*PAGE:*
------------

On any brand, if the auto shut off valve (pressure valve) gets stuck, they can become a bomb. 
A good strong tank can stop a weak compressor when the pressure gets high.


----------



## MajorAssman (Jul 13, 2016)

This is the compressor we use. It takes oil. 
https://www.grainger.com/product/SPEEDAIRE-1-Phase-Vertical-Tank-Mounted-35WC47


----------



## allpurpose (Mar 24, 2016)

I have a bunch of Sears stuff, but their oilless is not and never will be one of them. My first compressor was a 60 gallon oilless. I was painting an almost new at the time Toyota camry and the basecoat alone cost over $200 back in 1994 I think.. Anyway, base went on beautiful and 2 coats of clear. I was putting on 3 at the time. That compressor died half way through the last coat and Sears service guy tried to pin the fault on me because I had removed the filter after it stopped and tried to tell me I had been painting without the filter. It took me about 4 hours of arguing with sears over it and eventually got my money back for the compressor. Funny thing is I paid cash for the compressor and had to wait 3 months for Sears to mail a refund check. 
So I bought a Sanborn very quiet oil type compressor and never had the first problem with it. That old Sanborn was fantastic and could keep up with every cut off wheel and sander I had at the time . The Sears barely kept up with any tools. 
Now I have an 8 gallon HF deal. It's not too bad, but much louder than my old Sanborn.
Anyway, I was going to suggest an extension pipe under the compressor that sticks out about a foot from the bottom and paint it some bright color to serve as a reminder to drain regularly. If you have just a small draincock under the compressor chances are it's out of sight, out of mind. An extension pipe is more visible and easier to get to. 
I won't do it with the cheap HF, but if I had a 60-80 tank I definitely would think about the extension.


----------



## luke duke (Feb 8, 2012)

------------

*GIVEN ENTRIES:*
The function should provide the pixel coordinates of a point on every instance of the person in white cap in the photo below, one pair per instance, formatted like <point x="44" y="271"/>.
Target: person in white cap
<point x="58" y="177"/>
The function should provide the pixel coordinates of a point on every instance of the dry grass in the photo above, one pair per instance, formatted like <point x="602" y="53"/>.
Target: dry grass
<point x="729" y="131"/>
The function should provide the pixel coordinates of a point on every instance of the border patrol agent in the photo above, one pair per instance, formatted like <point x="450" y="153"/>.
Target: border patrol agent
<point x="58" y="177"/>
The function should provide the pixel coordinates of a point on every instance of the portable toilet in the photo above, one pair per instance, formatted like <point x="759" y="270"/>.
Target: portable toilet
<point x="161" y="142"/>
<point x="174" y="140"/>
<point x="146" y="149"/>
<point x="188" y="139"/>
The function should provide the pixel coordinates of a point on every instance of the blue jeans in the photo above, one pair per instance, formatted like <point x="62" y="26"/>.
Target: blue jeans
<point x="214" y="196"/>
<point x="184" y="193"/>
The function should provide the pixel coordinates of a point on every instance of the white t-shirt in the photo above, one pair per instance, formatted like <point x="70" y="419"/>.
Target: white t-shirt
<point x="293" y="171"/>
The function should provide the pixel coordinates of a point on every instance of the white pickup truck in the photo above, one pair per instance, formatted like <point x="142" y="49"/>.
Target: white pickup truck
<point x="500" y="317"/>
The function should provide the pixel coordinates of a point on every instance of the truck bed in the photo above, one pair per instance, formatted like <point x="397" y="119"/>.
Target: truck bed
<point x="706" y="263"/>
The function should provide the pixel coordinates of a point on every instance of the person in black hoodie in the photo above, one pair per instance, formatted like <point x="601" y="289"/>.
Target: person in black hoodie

------------

*EXERCISE INSTRUCTIONS:*
Reproduce the whole compressor thread word for word. Work only from the compressor thread; the items play no part in this.

*SOLUTION TO THE PROBLEM:*
On any brand, if the auto shut off valve (pressure valve) gets stuck, they can become a bomb. 
A good strong tank can stop a weak compressor when the pressure gets high.


----------



## MajorAssman (Jul 13, 2016)

This is the compressor we use. It takes oil. 
https://www.grainger.com/product/SPEEDAIRE-1-Phase-Vertical-Tank-Mounted-35WC47


----------



## allpurpose (Mar 24, 2016)

I have a bunch of Sears stuff, but their oilless is not and never will be one of them. My first compressor was a 60 gallon oilless. I was painting an almost new at the time Toyota camry and the basecoat alone cost over $200 back in 1994 I think.. Anyway, base went on beautiful and 2 coats of clear. I was putting on 3 at the time. That compressor died half way through the last coat and Sears service guy tried to pin the fault on me because I had removed the filter after it stopped and tried to tell me I had been painting without the filter. It took me about 4 hours of arguing with sears over it and eventually got my money back for the compressor. Funny thing is I paid cash for the compressor and had to wait 3 months for Sears to mail a refund check. 
So I bought a Sanborn very quiet oil type compressor and never had the first problem with it. That old Sanborn was fantastic and could keep up with every cut off wheel and sander I had at the time . The Sears barely kept up with any tools. 
Now I have an 8 gallon HF deal. It's not too bad, but much louder than my old Sanborn.
Anyway, I was going to suggest an extension pipe under the compressor that sticks out about a foot from the bottom and paint it some bright color to serve as a reminder to drain regularly. If you have just a small draincock under the compressor chances are it's out of sight, out of mind. An extension pipe is more visible and easier to get to. 
I won't do it with the cheap HF, but if I had a 60-80 tank I definitely would think about the extension.


----------



## luke duke (Feb 8, 2012)